* Excerpt *
Altai Khairkhan () is an overtone singing ensemble from Mongolia founded in 2002 by Childeegiin Palamjav, Sambuugiin Pürevjav and Ejeegiin Toivgoo.

Style and lyrical themes 

The members are from Uvs aimag, situated in the west of Mongolia near the Altai Mountains. Thus, the songs are often a praise to the mountains, rivers and animals of western Mongolia.

The band performs either songs of their own composition or Mongolian traditional songs using morin khuur, topshur and a range of overtone singing techniques called Khöömii ().

* Your instructions *
Pick up the passage on the Mongolian ensemble Altai Khairkhan and carry it on from its last sentence. The records are not needed for anything here.

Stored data

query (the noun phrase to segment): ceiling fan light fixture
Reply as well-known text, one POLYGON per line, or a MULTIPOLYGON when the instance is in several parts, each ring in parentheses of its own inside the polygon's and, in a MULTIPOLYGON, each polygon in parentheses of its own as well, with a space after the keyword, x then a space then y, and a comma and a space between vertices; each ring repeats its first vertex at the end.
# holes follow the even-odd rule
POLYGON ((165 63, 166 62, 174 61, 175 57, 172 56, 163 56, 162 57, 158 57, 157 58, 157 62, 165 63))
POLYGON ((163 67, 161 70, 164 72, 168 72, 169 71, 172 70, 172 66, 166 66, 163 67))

* Task result *
Members 

Current members

 Palamjavyn Lkhamjav (Паламжавын Лхамжав) – topshur, overtone singing
 Sambuugiin Pürevjav (Самбуугийн Пүрэвжав) – morin khuur, singing
 Yansangiin Suglegmaa (Янсангийн Сүглэгмаа) – yatga
 Lkhagvasurengiin Lkhamragchaa (Лхагвасүрэнгийн Лхамрагчаа) – topshur, overtone singing

Former members

 Childeegiin Palamjav (Чилдээгийн Паламжав) – topshur, overtone singing, dance
 Ejeegiin Toivgoo (Эжээгийн Тойвгоо) – topshur, overtone singing

Discography 

 2003 : Whistle in the Wind (album)

 2009 : Altai Khairkhan (video)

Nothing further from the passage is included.